Aim: Identify each line in the records below that contains the string "test", and copy those lines in full.

Material to process:
--- --- ---

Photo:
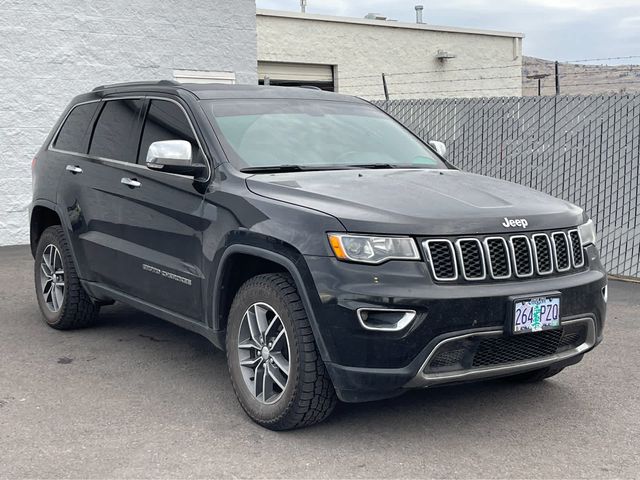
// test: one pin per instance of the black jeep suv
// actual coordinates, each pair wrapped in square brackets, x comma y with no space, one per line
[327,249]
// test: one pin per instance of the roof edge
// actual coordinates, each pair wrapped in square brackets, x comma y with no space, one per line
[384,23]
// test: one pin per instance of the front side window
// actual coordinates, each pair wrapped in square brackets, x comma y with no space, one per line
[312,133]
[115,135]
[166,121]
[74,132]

--- --- ---

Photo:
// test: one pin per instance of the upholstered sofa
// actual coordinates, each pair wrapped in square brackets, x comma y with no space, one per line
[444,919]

--- --- ---

Solution for this task:
// test: one pin per instance of the black jeep suv
// test: one pin per instance of the roof edge
// test: one pin per instance of the front side window
// test: one pin per instance of the upholstered sofa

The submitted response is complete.